Can you output the records below exactly as they are written?

[Records from a point labeling set]
————————
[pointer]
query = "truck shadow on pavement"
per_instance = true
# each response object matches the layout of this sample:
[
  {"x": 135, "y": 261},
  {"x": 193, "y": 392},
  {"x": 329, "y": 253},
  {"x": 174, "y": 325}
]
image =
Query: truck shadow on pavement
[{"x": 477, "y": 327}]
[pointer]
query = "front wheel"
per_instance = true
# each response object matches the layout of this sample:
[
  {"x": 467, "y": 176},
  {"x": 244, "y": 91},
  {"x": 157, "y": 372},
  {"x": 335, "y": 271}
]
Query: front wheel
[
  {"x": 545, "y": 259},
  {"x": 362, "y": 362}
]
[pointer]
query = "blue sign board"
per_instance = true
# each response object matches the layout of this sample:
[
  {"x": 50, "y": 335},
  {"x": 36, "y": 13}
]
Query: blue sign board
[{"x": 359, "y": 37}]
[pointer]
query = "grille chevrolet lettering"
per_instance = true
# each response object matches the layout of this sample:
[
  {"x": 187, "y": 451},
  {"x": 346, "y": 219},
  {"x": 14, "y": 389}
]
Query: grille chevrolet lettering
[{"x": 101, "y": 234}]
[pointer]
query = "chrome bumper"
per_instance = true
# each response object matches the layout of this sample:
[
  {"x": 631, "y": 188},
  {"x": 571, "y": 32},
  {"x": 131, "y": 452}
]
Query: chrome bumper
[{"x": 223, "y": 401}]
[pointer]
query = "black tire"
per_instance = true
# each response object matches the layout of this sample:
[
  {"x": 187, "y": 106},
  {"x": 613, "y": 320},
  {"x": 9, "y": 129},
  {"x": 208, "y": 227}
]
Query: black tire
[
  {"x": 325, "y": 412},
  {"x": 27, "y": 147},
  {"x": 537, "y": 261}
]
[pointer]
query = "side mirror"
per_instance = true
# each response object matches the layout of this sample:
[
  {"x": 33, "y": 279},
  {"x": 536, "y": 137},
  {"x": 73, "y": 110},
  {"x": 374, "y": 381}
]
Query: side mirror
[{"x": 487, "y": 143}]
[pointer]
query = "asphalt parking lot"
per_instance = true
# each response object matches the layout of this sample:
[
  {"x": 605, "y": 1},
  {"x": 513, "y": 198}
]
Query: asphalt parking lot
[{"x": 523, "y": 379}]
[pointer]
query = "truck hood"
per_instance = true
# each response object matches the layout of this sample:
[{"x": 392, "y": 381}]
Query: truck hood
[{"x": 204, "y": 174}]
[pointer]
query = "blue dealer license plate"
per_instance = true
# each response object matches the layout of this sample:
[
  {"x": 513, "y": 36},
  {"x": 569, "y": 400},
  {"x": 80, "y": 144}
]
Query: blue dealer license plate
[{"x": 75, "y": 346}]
————————
### Solution
[pointer]
query = "truck shadow on pavement"
per_instance = true
# each response object matches the layout of this sample:
[
  {"x": 135, "y": 261},
  {"x": 193, "y": 392},
  {"x": 329, "y": 253},
  {"x": 174, "y": 325}
]
image =
Query: truck shadow on pavement
[{"x": 477, "y": 327}]
[pointer]
query = "front wheel"
per_instance = true
# each response object matches the layout of this sample:
[
  {"x": 467, "y": 176},
  {"x": 244, "y": 91},
  {"x": 157, "y": 372},
  {"x": 335, "y": 271}
]
Query: front wheel
[
  {"x": 545, "y": 259},
  {"x": 362, "y": 362}
]
[pointer]
query = "blue sign board"
per_instance = true
# each response object matches the layout of this sample:
[
  {"x": 50, "y": 335},
  {"x": 36, "y": 13}
]
Query: blue sign board
[{"x": 359, "y": 37}]
[pointer]
query = "grille chevrolet lettering"
per_instance = true
# each response object matches the layout of this sample:
[
  {"x": 187, "y": 451},
  {"x": 346, "y": 219},
  {"x": 14, "y": 389}
]
Query: grille chevrolet lettering
[{"x": 101, "y": 234}]
[pointer]
query = "chrome bumper"
per_instance = true
# each response object matches the layout of this sample:
[
  {"x": 631, "y": 188},
  {"x": 571, "y": 32},
  {"x": 131, "y": 452}
]
Query: chrome bumper
[{"x": 223, "y": 401}]
[pointer]
query = "black tire"
per_instance = true
# each response object matches the layout of this sample:
[
  {"x": 187, "y": 106},
  {"x": 613, "y": 320},
  {"x": 9, "y": 129},
  {"x": 208, "y": 227}
]
Query: black tire
[
  {"x": 325, "y": 412},
  {"x": 27, "y": 147},
  {"x": 537, "y": 261}
]
[pointer]
query = "side mirror"
per_instance = true
# each response object matches the layout of this sample:
[
  {"x": 33, "y": 279},
  {"x": 536, "y": 137},
  {"x": 73, "y": 110},
  {"x": 374, "y": 381}
]
Query: side mirror
[{"x": 487, "y": 143}]
[pointer]
query = "asphalt parking lot"
per_instance = true
# each response object matches the layout of this sample:
[
  {"x": 605, "y": 1},
  {"x": 513, "y": 198}
]
Query: asphalt parking lot
[{"x": 523, "y": 379}]
[pointer]
query = "truck hood"
per_instance = true
# each response object matches the layout of this sample:
[{"x": 392, "y": 381}]
Query: truck hood
[{"x": 204, "y": 174}]
[pointer]
query = "blue dealer license plate"
per_instance = true
# each response object matches the layout of this sample:
[
  {"x": 513, "y": 36},
  {"x": 569, "y": 400},
  {"x": 80, "y": 144}
]
Query: blue dealer license plate
[{"x": 75, "y": 346}]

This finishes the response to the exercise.